Excerpted text:
==================================================

Last night's game between the Buffalo Bills and New England Patriots was brutal for everyone to watch. Officiating in the NFL continues to reach to new lows by the week with several mind-boggling calls both ways in a 20-13 Patriots win.
This game will be leaving a bad taste in Buffalo's mouth.
On Tuesday, a source from the NFL Referees Association cited three indefensible errors in the game to the Boston Globe's Ben Volin --- the inadvertent whistle that prevented a possible touchdown pass to Danny Amendola, a James White touchdown run that should've been whistled dead and the final play of the game. Buffalo's Sammy Watkins rolled out of bounds with two seconds left but officials mistakenly let the clock run out.
"Guys are rolling their eyes over that performance,” the source told The Globe. “That was really bad.”
Read the full story here, but here are some highlights.
--- On the inadvertent whistle, the source said officials were looking to "appease both sides" with their ruling of a 14-yard catch and 15-yard unsportsmanlike conduct penalty. The play should've been blown dead because there's a whistle clearly blown before Amendola makes the catch.
New England didn't get its touchdown, but it did get 29 yards that eventually led to a field goal.
--- Officials never should've let the White touchdown play be run because the Patriots were in a "simulated" substitution. Tight end Scott Chandler began running onto the field before retreating to the sideline when Buffalo's Jerry Hughes was late getting onto the field and flagged for offsides.
The officials should've not allowed New England to snap the ball until Buffalo had enough time to get set, per NFL rule 5.2.10.
Beyond this, the play should've have run because Hughes was so deep in the backfield. Those are plays are ruled dead immediately, but officials let it stand.
--- And the Bills should've had time for one final Hail Mary when Watkins got out of bounds with two seconds to go. The Globe's source indicated that head linesman Ed Walker mistakenly applied a college rule instead of a NFL rule. Even though Watkins moved backward, that doesn't mean he gave himself up as a runner. Running sideways or backward is still "advancing" the football in the pros.
It's not like a quarterback sliding before taking a hit.
“In the NFL, the way it’s always been officiated is if a guy gets out of bounds, you give it to him and stop the clock,” the source said. “But he called it like the college rule. I’m not sure he knew the NFL rule.”
So there you have it. A miserable performance by head official Gene Steratore and his seven-man crew.

==================================================

Given entries:
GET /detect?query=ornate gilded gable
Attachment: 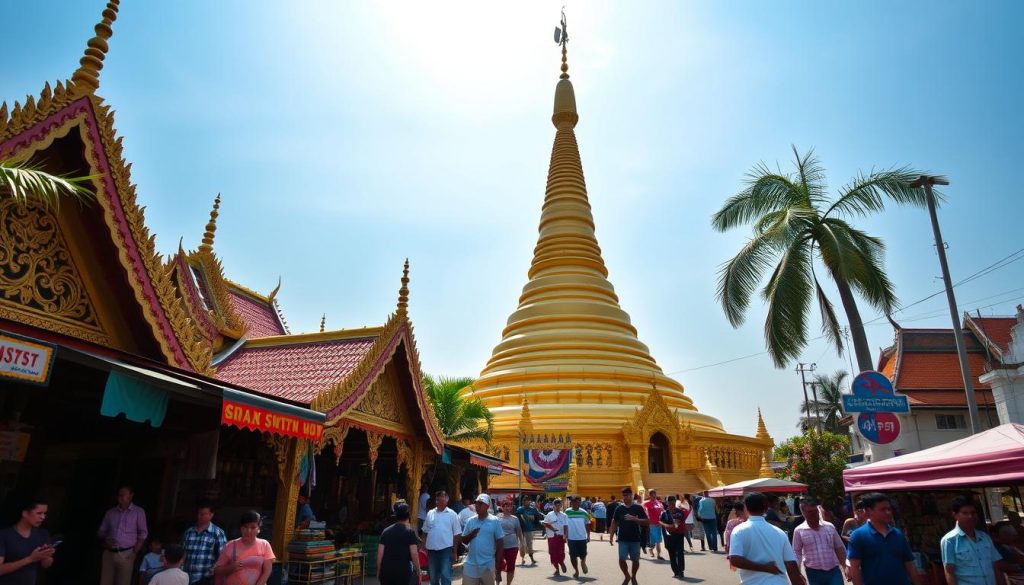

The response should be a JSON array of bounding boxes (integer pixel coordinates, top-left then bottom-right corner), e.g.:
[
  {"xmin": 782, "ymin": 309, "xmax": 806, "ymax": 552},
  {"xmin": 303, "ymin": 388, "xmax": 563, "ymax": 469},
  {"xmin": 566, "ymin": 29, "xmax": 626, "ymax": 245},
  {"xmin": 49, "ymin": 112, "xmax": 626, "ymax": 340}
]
[
  {"xmin": 0, "ymin": 199, "xmax": 110, "ymax": 344},
  {"xmin": 623, "ymin": 386, "xmax": 684, "ymax": 441}
]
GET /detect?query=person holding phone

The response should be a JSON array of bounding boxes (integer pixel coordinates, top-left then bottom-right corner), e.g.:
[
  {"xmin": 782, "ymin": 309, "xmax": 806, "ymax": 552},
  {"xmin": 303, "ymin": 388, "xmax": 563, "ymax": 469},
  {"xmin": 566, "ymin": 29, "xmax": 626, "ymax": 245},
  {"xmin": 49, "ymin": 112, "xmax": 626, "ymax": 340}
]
[{"xmin": 0, "ymin": 498, "xmax": 59, "ymax": 585}]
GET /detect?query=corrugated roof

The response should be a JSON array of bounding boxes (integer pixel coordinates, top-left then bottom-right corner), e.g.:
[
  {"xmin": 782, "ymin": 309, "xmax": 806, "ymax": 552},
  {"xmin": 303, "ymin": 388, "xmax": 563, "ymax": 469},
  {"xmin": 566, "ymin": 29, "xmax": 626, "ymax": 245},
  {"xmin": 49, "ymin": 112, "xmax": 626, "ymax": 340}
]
[
  {"xmin": 894, "ymin": 351, "xmax": 988, "ymax": 392},
  {"xmin": 217, "ymin": 336, "xmax": 376, "ymax": 404},
  {"xmin": 902, "ymin": 389, "xmax": 993, "ymax": 408}
]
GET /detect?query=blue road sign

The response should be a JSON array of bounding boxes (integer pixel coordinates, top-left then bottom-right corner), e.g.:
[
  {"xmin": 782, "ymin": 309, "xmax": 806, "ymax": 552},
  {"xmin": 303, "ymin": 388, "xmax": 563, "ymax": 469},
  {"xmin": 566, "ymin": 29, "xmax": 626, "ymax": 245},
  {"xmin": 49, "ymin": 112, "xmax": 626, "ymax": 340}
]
[
  {"xmin": 853, "ymin": 370, "xmax": 895, "ymax": 398},
  {"xmin": 843, "ymin": 394, "xmax": 910, "ymax": 413}
]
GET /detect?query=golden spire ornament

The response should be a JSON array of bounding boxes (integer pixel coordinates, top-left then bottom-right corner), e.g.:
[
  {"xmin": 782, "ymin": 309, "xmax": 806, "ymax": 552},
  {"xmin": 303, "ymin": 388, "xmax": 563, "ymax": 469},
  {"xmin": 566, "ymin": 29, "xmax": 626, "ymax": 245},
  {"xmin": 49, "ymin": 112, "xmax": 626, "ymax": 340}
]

==================================================

Problem description:
Quote everything in the Bills-Patriots officiating article from "--- On the inadvertent" down to "makes the catch.", word for word.

Reply to the exercise:
--- On the inadvertent whistle, the source said officials were looking to "appease both sides" with their ruling of a 14-yard catch and 15-yard unsportsmanlike conduct penalty. The play should've been blown dead because there's a whistle clearly blown before Amendola makes the catch.